# Terapod King of Kings.



## kato (May 12, 2007)

The excellent folk at Terapod would love to offer you the chance of winning one of three of the latest hot off the design press brand new range of Vivariums. Yes that's right, Terapod are kindly offering you the chance of winning one of three Vivariums. You get to pick the one you want from the all new exciting Terapod Deep Range and you get to pick the size and the colour that you want if you are one of our three lucky winners. The colours and sizes are:

Sizes:
24"
36"
48"
Colours:
Beech
Oak
Walnut
Black

The choice is yours if you are one of the three lucky winners.

So what do you need to do. Simply complete the following sentence:

*"Terapod Is the King of vivariums because.."*

This competition will end at 11.59PM on the 18th of December and Terapod hope to have the Vivariums with the winners by Christmas Eve. So hows that for service? Excellent I think.

Have as many attempts as you so wish and all the best of luck.

Simon
Administrator.


----------



## Ryanb0401 (Dec 21, 2012)

Terapod is the king of vivariums because...their vivariums come with handles for the doors! My lord, have they proven useful.


----------



## geckojohn&lauren (Feb 21, 2011)

just seen this on the FB page so thought id give it a go

Terapod is the king of vivariums because...Chuck Norris says so.....are you going to argue with chuck Norris?

Im betting it wont win but hopefully will make people laugh :Na_Na_Na_Na:


----------



## blabble182 (Dec 26, 2010)

Terapod is the King of vivariums because The Queen herself bought one to keep Prince Harry locked in to stop him causing trouble!


----------



## jakeharman (Oct 9, 2011)

*terapod competition*

Terapod Is the King of vivarium's because they have a wide choice of width, length, hight and colour vivarium as well as being simple to assemble.


----------



## Se7enS1ns (Mar 11, 2012)

Terapod is the King of vivariums because they're fit for Royals...

Budum-tsh.


----------



## Reaper941 (Mar 21, 2008)

Terapod are the king of vivariums because the removable back panel means I don't have to spend all damn weekend stripping down a stack because the bulb in the bottom viv blew.

Edit: Actually that's a lie. When you're like 95% of keepers and have your viv stack against a wall, you'll need to pull everything down to move them away from the wall and get the back panel off anyway. So in reality it's pretty useless..

[Lines of data]
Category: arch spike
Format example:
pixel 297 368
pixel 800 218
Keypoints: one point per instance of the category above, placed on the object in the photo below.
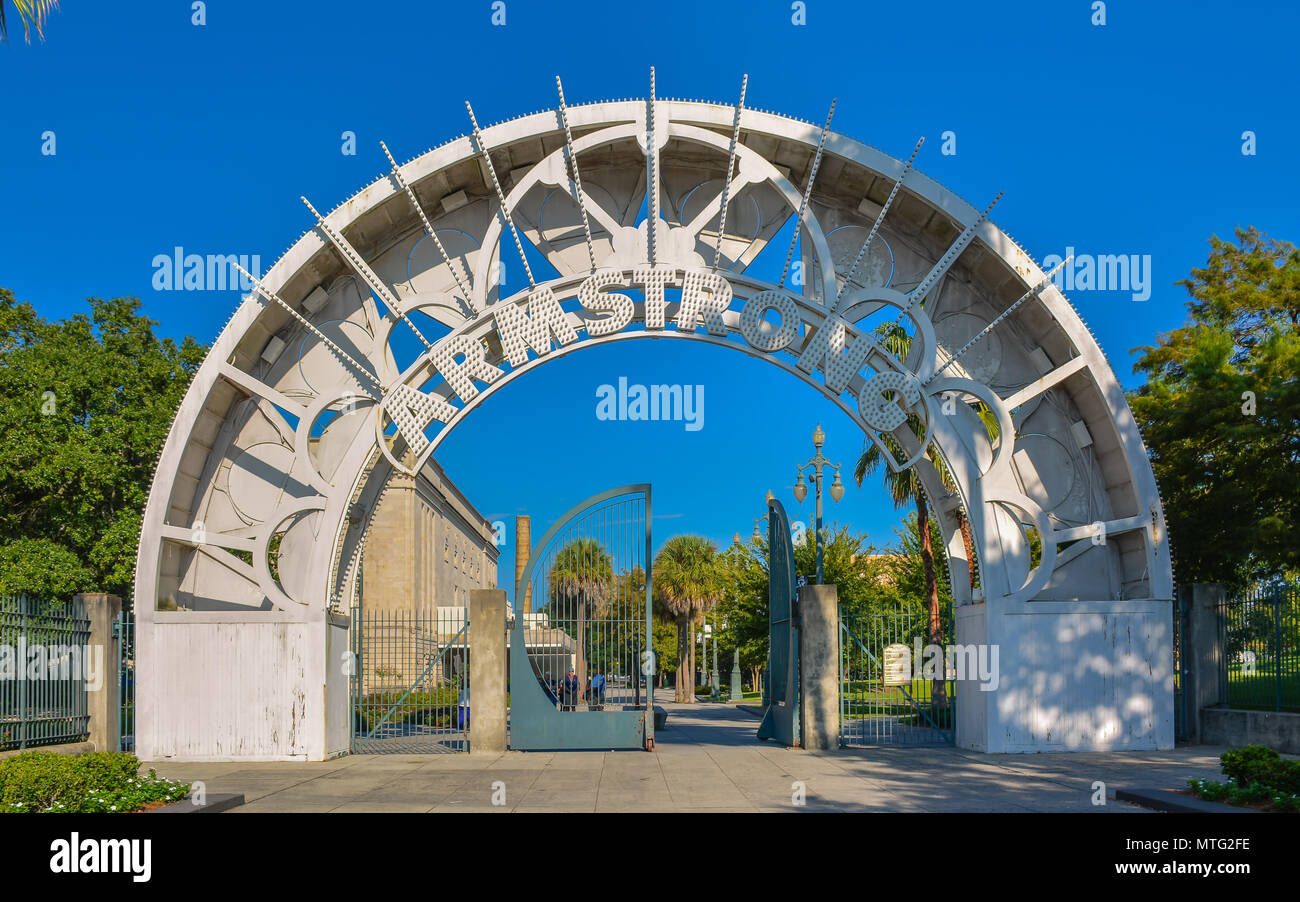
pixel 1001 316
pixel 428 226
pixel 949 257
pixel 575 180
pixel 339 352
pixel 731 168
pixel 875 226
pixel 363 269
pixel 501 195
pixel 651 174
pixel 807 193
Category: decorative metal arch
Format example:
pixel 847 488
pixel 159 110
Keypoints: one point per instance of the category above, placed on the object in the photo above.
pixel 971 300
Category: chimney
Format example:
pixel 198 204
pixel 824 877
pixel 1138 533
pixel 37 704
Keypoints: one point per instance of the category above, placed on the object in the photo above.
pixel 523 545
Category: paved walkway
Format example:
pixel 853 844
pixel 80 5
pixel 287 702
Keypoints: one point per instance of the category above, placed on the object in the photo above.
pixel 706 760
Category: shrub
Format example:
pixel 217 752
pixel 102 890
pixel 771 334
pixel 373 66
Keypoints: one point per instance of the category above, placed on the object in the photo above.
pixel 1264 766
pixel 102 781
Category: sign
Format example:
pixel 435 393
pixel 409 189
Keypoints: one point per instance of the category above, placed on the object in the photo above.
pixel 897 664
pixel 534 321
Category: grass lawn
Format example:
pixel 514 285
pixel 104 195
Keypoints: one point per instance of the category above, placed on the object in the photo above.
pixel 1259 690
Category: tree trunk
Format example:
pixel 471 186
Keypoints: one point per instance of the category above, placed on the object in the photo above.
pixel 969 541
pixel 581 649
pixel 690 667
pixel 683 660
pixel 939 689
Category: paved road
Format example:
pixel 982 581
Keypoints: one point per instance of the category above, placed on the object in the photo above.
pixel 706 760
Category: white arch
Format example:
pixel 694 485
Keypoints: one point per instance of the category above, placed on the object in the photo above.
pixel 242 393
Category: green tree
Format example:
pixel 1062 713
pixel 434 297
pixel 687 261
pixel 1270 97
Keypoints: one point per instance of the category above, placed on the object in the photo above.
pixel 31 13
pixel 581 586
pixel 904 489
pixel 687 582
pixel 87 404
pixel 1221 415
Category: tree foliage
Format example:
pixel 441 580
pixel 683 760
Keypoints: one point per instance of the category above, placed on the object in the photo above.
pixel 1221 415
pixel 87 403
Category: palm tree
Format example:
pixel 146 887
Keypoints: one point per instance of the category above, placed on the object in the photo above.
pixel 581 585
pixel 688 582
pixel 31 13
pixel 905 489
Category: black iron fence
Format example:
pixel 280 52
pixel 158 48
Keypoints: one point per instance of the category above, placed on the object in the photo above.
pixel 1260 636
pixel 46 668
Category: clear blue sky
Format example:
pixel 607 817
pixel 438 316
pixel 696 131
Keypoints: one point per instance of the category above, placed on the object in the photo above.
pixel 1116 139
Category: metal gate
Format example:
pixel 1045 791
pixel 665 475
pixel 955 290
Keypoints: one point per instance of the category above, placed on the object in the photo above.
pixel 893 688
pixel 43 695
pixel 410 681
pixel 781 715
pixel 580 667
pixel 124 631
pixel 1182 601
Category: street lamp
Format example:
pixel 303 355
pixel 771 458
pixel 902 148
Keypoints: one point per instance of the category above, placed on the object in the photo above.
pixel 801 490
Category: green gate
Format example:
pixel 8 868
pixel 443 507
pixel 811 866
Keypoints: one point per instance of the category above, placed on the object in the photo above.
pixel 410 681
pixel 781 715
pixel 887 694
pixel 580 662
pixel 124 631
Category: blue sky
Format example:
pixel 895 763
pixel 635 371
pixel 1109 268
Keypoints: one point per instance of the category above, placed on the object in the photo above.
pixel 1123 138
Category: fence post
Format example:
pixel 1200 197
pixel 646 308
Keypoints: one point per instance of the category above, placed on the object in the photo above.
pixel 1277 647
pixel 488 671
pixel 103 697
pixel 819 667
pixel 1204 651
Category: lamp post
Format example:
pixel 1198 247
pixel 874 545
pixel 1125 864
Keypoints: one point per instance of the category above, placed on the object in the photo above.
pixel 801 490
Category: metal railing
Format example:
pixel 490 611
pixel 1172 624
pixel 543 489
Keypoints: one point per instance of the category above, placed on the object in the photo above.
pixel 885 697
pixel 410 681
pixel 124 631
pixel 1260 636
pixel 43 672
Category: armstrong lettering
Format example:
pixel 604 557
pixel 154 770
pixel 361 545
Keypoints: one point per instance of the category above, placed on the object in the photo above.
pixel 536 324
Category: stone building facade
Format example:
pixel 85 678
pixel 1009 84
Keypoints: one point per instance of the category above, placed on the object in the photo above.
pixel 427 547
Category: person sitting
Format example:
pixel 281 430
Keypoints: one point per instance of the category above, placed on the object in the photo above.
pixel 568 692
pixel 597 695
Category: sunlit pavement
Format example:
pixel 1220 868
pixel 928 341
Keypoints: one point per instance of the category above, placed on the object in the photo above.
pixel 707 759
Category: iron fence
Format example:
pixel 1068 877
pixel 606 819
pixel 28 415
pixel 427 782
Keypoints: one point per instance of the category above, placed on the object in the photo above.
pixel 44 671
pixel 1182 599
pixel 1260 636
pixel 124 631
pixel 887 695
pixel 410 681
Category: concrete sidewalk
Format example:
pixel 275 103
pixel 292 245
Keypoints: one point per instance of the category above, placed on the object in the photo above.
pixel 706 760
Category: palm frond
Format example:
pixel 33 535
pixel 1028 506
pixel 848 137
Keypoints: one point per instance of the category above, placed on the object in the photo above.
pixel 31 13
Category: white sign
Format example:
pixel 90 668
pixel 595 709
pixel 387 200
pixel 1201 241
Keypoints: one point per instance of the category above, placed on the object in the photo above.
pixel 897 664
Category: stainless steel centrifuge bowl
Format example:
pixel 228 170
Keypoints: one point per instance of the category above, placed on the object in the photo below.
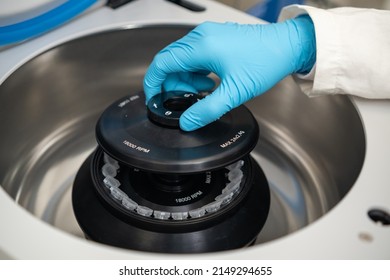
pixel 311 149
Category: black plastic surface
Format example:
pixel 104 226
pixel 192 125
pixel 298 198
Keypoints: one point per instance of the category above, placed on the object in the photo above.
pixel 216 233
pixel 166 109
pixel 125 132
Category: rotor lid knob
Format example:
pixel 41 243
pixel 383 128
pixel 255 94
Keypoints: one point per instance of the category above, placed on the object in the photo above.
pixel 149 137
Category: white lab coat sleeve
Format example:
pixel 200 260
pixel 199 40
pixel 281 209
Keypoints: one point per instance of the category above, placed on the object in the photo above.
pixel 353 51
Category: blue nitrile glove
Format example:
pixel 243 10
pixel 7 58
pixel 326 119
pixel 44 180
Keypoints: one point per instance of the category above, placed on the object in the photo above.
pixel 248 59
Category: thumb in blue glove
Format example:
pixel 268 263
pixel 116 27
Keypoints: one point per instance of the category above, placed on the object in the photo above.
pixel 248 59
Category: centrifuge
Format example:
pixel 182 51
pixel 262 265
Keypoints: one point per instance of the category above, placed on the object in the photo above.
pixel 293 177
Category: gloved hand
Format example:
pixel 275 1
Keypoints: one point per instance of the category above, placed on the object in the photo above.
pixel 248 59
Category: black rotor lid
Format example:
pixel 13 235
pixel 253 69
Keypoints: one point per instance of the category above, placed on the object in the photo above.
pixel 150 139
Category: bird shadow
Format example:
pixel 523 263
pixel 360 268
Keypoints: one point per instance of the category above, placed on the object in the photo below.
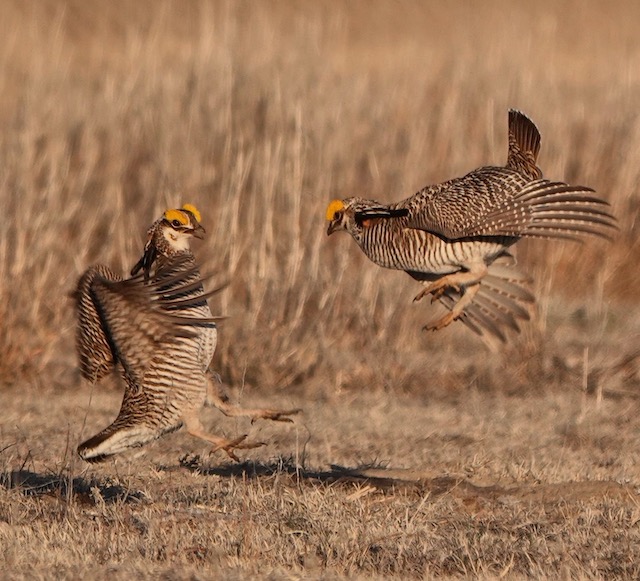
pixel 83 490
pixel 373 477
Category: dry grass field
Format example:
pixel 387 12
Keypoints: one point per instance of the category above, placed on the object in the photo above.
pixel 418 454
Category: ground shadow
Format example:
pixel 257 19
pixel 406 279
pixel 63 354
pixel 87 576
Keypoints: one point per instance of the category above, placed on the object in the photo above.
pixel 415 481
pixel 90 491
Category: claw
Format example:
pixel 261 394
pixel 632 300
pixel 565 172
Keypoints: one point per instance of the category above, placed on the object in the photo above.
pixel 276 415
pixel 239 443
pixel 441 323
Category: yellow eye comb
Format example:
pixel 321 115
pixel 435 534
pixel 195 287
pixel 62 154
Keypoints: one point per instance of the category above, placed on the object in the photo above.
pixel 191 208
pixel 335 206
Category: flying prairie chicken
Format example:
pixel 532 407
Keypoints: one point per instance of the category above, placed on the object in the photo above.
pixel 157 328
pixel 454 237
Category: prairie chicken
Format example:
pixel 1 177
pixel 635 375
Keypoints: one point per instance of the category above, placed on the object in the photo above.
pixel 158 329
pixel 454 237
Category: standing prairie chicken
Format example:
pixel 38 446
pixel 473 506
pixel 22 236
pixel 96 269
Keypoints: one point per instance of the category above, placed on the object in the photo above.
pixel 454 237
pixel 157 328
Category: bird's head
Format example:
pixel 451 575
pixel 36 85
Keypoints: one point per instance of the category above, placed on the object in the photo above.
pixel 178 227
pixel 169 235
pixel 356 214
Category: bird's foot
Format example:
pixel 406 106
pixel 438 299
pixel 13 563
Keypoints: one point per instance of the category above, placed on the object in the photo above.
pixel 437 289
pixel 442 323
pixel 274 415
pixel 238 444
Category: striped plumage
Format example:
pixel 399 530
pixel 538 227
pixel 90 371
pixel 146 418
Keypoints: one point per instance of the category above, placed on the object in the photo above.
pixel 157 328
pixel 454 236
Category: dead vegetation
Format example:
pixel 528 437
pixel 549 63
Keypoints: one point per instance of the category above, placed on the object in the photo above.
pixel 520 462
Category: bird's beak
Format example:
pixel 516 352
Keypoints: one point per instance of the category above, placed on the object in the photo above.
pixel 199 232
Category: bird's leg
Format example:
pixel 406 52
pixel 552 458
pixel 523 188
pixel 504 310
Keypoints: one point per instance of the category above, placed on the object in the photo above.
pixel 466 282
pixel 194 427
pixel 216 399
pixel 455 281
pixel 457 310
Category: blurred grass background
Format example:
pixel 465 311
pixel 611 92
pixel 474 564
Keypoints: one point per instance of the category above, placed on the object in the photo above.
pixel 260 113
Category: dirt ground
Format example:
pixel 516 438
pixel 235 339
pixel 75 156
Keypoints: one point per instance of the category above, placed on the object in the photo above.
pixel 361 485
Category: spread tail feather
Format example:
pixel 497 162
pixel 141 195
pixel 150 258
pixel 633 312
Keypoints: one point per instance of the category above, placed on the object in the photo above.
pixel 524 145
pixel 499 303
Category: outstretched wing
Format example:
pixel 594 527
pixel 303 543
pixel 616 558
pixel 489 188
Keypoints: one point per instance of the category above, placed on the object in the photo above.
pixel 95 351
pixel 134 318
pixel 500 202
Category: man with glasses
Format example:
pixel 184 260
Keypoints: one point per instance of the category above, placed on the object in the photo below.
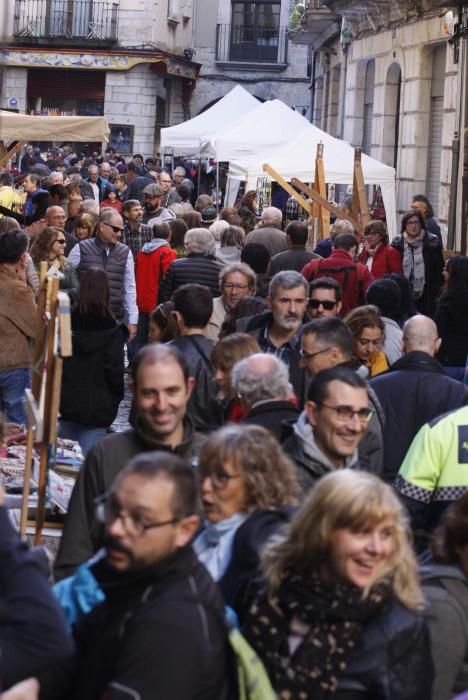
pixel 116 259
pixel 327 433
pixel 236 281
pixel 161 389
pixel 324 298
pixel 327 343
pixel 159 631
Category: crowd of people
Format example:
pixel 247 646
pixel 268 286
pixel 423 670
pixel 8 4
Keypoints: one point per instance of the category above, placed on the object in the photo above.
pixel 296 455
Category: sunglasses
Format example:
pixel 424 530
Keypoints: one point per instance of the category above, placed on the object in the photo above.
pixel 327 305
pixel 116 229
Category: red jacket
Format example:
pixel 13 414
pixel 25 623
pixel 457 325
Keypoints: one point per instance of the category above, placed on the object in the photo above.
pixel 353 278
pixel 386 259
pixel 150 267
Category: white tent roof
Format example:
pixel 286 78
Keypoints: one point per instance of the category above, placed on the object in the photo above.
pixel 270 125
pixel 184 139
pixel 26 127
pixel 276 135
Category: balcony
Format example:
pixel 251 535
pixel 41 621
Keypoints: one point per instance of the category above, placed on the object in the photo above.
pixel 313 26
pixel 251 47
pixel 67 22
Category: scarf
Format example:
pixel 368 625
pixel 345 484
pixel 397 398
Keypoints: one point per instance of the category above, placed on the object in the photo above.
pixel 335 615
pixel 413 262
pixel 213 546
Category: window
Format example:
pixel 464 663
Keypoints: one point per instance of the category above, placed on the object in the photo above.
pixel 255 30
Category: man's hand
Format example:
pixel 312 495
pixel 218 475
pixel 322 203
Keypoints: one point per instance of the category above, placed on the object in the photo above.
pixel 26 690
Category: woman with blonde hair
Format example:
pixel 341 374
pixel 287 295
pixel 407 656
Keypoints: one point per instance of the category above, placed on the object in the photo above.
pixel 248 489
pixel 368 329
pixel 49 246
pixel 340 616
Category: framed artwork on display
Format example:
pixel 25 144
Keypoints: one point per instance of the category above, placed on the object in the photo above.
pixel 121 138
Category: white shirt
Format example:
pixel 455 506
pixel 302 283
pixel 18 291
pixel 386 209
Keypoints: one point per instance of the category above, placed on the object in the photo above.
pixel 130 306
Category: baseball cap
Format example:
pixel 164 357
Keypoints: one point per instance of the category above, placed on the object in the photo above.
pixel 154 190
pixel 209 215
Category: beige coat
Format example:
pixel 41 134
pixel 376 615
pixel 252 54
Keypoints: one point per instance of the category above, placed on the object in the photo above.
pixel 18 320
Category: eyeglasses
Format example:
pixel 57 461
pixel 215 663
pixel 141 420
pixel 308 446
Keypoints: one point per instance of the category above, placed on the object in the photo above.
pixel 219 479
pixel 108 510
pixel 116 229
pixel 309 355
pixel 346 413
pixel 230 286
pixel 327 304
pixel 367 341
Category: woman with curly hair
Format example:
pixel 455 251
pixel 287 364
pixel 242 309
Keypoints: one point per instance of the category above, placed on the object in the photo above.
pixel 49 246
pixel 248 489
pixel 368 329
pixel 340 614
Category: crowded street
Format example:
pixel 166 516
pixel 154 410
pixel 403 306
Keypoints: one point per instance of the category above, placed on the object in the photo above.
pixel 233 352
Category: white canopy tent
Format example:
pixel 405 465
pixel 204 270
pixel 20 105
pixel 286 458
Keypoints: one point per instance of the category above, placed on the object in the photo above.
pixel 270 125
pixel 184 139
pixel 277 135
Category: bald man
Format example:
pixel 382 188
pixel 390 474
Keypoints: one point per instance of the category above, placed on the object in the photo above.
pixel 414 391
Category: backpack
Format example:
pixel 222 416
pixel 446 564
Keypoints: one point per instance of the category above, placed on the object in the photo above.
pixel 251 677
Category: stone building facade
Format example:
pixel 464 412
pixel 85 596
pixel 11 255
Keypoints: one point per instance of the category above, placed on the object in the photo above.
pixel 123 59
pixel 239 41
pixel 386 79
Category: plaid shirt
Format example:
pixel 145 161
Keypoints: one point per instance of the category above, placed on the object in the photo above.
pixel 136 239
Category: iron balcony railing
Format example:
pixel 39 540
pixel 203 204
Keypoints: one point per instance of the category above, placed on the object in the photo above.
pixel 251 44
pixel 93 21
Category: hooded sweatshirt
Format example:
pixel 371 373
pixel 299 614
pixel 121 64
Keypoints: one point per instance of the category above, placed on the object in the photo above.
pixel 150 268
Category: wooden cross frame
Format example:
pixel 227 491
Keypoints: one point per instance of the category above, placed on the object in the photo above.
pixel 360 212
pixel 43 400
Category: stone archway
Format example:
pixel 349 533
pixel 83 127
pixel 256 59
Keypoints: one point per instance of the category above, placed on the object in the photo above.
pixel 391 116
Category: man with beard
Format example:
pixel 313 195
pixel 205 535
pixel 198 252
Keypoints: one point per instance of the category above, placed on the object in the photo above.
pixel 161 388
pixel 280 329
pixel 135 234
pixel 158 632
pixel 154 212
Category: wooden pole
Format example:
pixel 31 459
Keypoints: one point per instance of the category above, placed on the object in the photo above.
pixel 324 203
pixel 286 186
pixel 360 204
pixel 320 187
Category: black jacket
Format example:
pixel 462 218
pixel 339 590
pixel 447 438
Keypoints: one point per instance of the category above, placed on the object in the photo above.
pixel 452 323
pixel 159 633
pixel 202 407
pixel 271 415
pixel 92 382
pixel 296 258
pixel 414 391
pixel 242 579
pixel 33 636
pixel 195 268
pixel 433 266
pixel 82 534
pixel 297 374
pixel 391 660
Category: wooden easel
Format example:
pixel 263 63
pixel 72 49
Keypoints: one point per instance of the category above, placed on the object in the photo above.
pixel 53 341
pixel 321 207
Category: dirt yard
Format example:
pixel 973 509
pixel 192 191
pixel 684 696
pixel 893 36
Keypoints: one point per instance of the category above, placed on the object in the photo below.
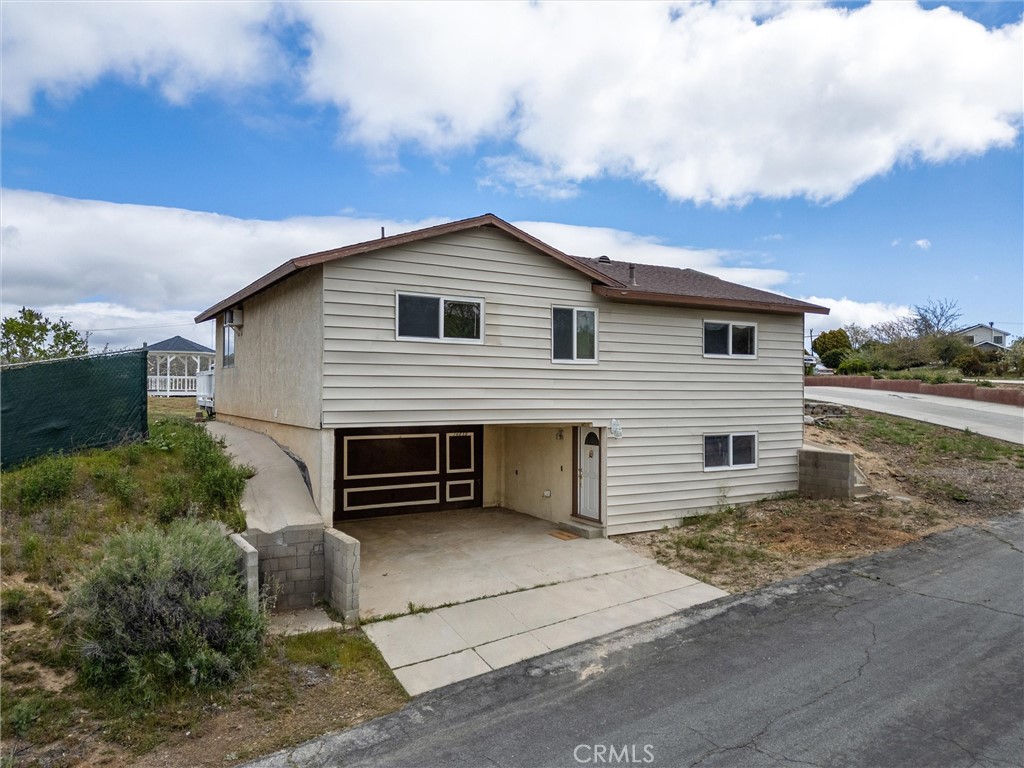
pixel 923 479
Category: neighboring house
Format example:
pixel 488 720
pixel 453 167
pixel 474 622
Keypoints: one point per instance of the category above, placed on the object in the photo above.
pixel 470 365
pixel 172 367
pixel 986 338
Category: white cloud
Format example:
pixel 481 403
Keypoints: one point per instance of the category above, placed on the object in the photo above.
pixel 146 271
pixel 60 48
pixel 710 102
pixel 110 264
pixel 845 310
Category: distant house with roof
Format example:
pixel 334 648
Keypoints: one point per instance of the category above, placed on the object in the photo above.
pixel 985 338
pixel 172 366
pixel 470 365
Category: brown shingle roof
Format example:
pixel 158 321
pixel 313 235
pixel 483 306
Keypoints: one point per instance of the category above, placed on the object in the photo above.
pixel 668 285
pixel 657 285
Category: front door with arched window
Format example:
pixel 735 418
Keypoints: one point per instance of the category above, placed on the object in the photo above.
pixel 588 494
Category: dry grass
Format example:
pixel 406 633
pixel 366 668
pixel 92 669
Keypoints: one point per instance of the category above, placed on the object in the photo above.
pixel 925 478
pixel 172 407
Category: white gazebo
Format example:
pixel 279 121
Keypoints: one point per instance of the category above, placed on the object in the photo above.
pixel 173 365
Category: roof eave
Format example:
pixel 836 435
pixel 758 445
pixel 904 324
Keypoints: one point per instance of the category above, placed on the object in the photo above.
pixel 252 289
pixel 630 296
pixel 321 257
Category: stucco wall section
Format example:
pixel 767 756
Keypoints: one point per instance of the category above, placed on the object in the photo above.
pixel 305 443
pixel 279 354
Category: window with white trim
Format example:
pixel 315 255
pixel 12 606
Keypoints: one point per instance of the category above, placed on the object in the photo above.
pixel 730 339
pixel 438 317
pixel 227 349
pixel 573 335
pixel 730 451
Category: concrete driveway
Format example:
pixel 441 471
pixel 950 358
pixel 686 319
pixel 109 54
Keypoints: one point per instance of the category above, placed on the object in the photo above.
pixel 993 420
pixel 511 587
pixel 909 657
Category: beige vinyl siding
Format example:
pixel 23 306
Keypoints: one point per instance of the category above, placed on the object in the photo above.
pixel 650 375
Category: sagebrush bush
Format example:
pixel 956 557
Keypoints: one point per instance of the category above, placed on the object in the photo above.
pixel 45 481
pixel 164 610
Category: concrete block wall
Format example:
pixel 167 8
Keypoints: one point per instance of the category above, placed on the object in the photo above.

* **What is asked**
(a) Reproduce the passage of the Terapod competition thread between "Terapod Is the King of vivarium's" and "(Mar 11, 2012)", inclusive.
(b) Finish out the next part of the Terapod vivarium competition thread, picking up from its final sentence.

* **Results of the exercise**
(a)
Terapod Is the King of vivarium's because they have a wide choice of width, length, hight and colour vivarium as well as being simple to assemble.


----------



## Se7enS1ns (Mar 11, 2012)

(b)
Plus Dan already has this one in the bag.


----------



## vgorst (Sep 27, 2011)

*Terapod Is the King of vivariums because..

*They are better than VivExotic :Na_Na_Na_Na:


----------



## pinguu (Nov 13, 2013)

Terapod are king just because.........If you disagree YOU WRONG!!!!!!


----------



## fishboy (Aug 7, 2007)

Terapod is the king of vivariums because people who think otherwise belong in sanitariums. 

Yeah, it rhymes. 

Sent from my GT-I9100P using Tapatalk


----------



## linzii (Aug 12, 2009)

Terapod are the king of vivariums because they reign supreme over their competitors.


----------



## Ryanb0401 (Dec 21, 2012)

Terapod, the king of kings,
Their vivs - they are all awesome things,
Your decor drab? Well, have no fear,
For terapod - the best - are here!

Couldn't resist. 
Shame I couldn't fit the actual sentence in, but with any luck it's close enough :lol2:


----------



## miss_ferret (Feb 4, 2010)

Terapod are the king of vivariums because you cant find many of them second hand on ebay yet


----------



## BuckingFrill (Jul 24, 2013)

Terrapod are the kings of vivariums because George R. R. Martin killed off everyone else. 
(If you're not a Game of Thrones fan, I'm sorry)


----------



## mitsi (Feb 1, 2012)

terrapod are the king of vivariums because my boa is looking me in the eye telling me they are .......


----------



## bluerain (Jun 7, 2008)

Terepod is the king of vivariums because...all your priceless princes and princesses live inside.


----------



## werewolf (Dec 26, 2009)

Terapod are the king of vivariums because they come in Black. Snakeskin and Beech? Come on, dhaarling :Na_Na_Na_Na:


----------



## Zantori (Apr 4, 2013)

Terapod*Is the King of vivariums because.. they offer quality vivariums at great prices! Even promising to have the vivarium by christmas eve from the 18th December, now thats great customer service!


----------



## kato (May 12, 2007)

Zantori said:


> Terapod*Is the King of vivariums because.. they offer quality vivariums at great prices! Even promising to have the vivarium by christmas eve from the 18th December, now thats great customer service!


I only said hope, but much will depend on the winners making their choices quickly and getting back to Terapod. Terapod have the finest customer service so I am sure prizes will be delivered before Christmas if the winners are quick at choosing.

Well done folks, some great entries so far and this competition has only been active for fourteen hours.:2thumb:

Keep them coming in and hopefully you will be one of Terapods lucky winners. Why not visit their site and see what they have to offer. 

Simon
Administrator.


----------



## Ron Magpie (Oct 11, 2009)

Terrapod is the King of Viarar*ia* because they are gramatically, as well as anatomically correct... :whistling2:


----------



## sharpstrain (May 24, 2008)

*"**Terapod** Is the King of vivariums because.." in comparison the rest are a load of Cobras*


----------



## spencerwells (Oct 8, 2007)

Terapod is king of the vivariums because,* they're timeless, and space saving...... but just like a tardis...they are bigger on the inside"*


----------



## BuckingFrill (Jul 24, 2013)

spencerwells said:


> Terapod is king of the vivariums because,* they're timeless, and space saving...... but just like a tardis...they are bigger on the inside"*


I approve of this one! Tardis references are always good. 

Sent from my GT-I9100 using Tapatalk


----------



## iPHAILZ (Nov 23, 2012)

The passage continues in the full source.